- How to complete this task
For this exercise, transcribe the records below without changing a word.

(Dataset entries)
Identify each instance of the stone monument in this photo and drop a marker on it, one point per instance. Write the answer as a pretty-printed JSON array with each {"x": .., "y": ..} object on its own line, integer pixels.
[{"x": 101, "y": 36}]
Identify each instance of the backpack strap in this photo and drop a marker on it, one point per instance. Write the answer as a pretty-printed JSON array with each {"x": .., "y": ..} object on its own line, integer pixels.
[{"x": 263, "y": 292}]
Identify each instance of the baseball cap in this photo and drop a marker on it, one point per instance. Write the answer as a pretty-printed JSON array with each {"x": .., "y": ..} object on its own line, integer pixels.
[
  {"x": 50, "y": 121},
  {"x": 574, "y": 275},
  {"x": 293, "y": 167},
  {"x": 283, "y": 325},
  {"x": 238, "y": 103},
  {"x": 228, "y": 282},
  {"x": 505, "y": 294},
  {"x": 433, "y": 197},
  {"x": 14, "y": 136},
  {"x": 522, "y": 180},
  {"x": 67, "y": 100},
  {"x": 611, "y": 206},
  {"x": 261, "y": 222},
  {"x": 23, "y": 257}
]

- Written answer
Identify each instance of the stone monument in this photo and drop a marker on it, one point per instance. Write the answer as a pretty-printed JSON array with each {"x": .., "y": ..} object on its own line, integer pixels.
[{"x": 101, "y": 36}]
Identify each instance of the backpack strap in this photo and drop a marker on it, one point per instance. Write the answer as a pretty-printed JSON array with each {"x": .., "y": ..} object on its own line, integer pixels.
[{"x": 263, "y": 292}]
Identify each instance of the baseball cap in this photo and drop a marker on it, one point per instance. Write the answer as a pretty-printed JSON array with each {"x": .., "y": ..} object on its own line, integer pixels.
[
  {"x": 50, "y": 121},
  {"x": 574, "y": 275},
  {"x": 293, "y": 167},
  {"x": 283, "y": 325},
  {"x": 238, "y": 103},
  {"x": 228, "y": 282},
  {"x": 505, "y": 294},
  {"x": 433, "y": 197},
  {"x": 14, "y": 136},
  {"x": 522, "y": 180},
  {"x": 67, "y": 100},
  {"x": 611, "y": 206},
  {"x": 261, "y": 222},
  {"x": 23, "y": 257}
]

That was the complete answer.